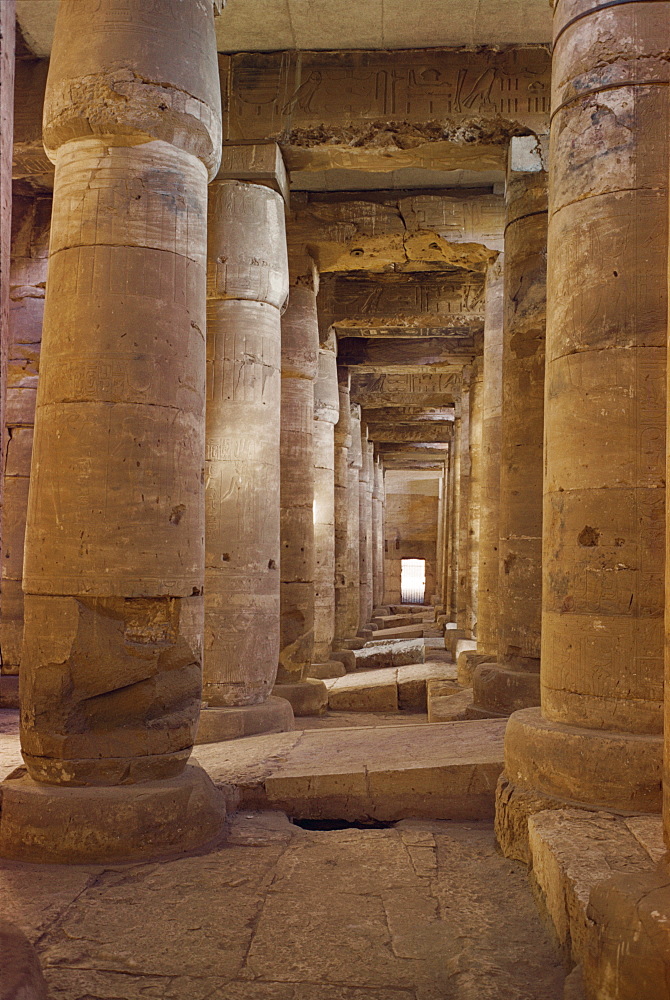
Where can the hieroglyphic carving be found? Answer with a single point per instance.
(267, 95)
(360, 302)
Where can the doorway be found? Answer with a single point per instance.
(412, 581)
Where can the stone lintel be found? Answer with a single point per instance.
(424, 352)
(256, 163)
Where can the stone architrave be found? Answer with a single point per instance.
(114, 550)
(343, 445)
(354, 524)
(514, 681)
(366, 478)
(326, 415)
(597, 738)
(248, 284)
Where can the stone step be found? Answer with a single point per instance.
(572, 850)
(389, 773)
(397, 621)
(404, 632)
(404, 688)
(394, 653)
(447, 702)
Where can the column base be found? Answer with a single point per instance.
(549, 765)
(51, 824)
(628, 953)
(466, 663)
(500, 690)
(218, 724)
(307, 697)
(9, 691)
(326, 671)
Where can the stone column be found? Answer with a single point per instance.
(474, 515)
(366, 477)
(462, 518)
(487, 594)
(114, 551)
(378, 533)
(513, 681)
(440, 546)
(247, 288)
(30, 250)
(597, 738)
(326, 415)
(300, 364)
(343, 445)
(451, 558)
(12, 606)
(354, 523)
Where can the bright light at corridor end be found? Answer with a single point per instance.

★ ★ ★ ★ ★ ★ ★

Requirements. Repeat word for word every line from the one that holds "Where can the doorway" to the end. Both ends count.

Exercise answer.
Where can the doorway be found? Answer with a single point per instance.
(412, 581)
Where can the stone lintel be found? Answer with a single point per instance.
(424, 352)
(256, 163)
Where can the stone architrave be found? Answer with a single point per instance.
(114, 550)
(343, 445)
(354, 524)
(514, 681)
(366, 478)
(326, 415)
(597, 738)
(248, 284)
Where can the stone step be found? Answer with a single point per instance.
(572, 850)
(389, 773)
(397, 621)
(404, 632)
(404, 688)
(394, 653)
(447, 702)
Where can the column base be found? Answer with a single point per instance.
(549, 765)
(51, 824)
(628, 953)
(466, 663)
(500, 690)
(218, 724)
(307, 697)
(9, 691)
(326, 671)
Where can the stone column be found? Answer with a single point per instance.
(474, 515)
(366, 477)
(462, 518)
(487, 594)
(114, 551)
(378, 533)
(513, 681)
(440, 546)
(247, 288)
(30, 250)
(597, 738)
(326, 415)
(300, 364)
(343, 445)
(451, 558)
(12, 606)
(354, 523)
Where can the bright light at corridor end be found? Answer with a single point per instance.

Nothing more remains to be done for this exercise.